◆ What you will do
Please count how many of the following lines contain the word "below", and reply with that number alone.

◆ Source material
= = = = = = =
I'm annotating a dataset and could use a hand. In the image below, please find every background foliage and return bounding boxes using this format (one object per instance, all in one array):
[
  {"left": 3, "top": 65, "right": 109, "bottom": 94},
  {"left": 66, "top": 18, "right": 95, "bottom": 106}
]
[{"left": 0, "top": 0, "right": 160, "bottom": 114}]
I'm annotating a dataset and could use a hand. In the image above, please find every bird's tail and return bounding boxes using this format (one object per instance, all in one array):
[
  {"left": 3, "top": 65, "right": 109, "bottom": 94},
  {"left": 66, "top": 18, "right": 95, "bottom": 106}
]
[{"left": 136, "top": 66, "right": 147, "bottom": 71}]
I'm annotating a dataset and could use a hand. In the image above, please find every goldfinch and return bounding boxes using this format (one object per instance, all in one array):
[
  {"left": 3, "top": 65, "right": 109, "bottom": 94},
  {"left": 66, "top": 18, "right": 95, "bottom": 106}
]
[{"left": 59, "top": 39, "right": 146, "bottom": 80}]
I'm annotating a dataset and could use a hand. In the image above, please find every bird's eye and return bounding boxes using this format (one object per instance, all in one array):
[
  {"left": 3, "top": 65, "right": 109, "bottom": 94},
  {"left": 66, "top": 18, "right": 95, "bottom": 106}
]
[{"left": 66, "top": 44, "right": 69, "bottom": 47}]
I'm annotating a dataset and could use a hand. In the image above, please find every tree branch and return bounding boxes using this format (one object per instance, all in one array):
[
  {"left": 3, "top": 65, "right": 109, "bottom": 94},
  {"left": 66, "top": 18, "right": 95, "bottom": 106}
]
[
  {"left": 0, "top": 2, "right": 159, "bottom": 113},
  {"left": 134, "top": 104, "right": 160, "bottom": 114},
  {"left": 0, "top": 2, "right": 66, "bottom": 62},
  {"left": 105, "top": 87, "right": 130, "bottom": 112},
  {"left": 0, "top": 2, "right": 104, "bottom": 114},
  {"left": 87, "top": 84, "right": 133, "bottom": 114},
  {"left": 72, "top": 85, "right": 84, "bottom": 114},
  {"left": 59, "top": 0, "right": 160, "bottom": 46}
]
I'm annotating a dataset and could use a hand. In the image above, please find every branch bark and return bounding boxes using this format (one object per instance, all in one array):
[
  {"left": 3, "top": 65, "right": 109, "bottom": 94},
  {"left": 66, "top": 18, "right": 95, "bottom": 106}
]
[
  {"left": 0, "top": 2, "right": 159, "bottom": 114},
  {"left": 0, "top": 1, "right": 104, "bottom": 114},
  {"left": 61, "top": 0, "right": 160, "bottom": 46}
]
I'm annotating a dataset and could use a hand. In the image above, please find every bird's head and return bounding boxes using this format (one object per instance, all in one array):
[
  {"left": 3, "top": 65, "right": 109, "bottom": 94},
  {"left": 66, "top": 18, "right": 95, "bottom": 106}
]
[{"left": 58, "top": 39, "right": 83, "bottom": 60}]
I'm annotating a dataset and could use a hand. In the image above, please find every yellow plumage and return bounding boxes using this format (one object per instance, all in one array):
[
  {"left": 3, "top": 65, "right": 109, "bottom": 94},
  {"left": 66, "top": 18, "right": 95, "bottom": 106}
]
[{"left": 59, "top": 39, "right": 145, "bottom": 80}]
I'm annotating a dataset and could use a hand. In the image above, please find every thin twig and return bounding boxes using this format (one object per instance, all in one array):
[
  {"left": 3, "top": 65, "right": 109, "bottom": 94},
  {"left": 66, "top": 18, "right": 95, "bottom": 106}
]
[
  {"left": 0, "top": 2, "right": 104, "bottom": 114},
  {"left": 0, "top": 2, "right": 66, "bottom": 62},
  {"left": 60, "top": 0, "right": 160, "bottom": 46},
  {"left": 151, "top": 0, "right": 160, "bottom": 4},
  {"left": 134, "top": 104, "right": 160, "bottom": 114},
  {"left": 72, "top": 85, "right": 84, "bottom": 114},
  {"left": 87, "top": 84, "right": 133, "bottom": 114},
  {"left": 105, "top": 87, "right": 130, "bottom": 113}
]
= = = = = = =
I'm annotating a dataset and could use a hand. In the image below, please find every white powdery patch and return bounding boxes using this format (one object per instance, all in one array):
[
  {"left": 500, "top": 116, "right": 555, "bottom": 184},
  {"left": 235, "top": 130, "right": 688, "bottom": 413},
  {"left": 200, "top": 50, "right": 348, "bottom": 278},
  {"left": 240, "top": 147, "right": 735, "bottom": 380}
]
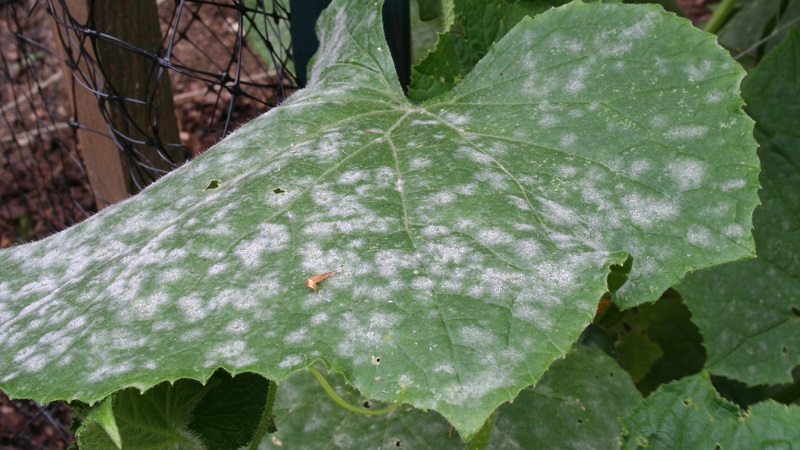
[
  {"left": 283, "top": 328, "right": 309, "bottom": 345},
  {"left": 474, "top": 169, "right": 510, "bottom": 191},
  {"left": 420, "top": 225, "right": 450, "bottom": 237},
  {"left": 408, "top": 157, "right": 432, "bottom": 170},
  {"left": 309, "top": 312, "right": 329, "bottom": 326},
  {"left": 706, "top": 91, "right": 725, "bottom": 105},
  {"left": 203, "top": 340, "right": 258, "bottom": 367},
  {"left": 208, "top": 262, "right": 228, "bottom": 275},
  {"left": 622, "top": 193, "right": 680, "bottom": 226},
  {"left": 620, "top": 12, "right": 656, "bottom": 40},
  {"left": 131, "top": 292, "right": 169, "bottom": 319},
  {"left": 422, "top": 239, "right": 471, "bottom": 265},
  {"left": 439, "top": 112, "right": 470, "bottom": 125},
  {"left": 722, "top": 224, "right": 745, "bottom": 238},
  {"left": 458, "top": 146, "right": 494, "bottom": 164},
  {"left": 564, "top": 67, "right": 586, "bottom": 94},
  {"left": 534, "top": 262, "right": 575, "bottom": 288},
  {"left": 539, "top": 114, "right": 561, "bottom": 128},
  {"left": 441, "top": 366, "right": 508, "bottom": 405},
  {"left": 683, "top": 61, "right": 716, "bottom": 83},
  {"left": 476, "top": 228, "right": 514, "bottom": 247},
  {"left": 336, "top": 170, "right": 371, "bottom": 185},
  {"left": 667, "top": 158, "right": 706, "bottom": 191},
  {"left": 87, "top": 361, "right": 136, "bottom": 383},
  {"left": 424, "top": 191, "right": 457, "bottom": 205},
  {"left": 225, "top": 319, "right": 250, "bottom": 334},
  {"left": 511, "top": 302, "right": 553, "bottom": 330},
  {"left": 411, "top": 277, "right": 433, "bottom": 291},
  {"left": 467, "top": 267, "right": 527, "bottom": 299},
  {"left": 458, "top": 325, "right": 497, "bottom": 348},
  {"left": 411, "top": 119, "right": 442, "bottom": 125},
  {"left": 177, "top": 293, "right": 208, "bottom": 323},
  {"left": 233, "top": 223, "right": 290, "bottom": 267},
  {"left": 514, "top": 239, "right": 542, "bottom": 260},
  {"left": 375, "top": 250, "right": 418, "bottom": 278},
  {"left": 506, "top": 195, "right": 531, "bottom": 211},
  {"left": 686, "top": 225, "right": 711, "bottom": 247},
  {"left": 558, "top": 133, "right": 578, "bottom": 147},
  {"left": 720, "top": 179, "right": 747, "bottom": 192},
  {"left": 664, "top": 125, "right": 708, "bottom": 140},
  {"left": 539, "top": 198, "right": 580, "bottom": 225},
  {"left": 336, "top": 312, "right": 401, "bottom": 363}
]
= = = = = = =
◆ Problem solution
2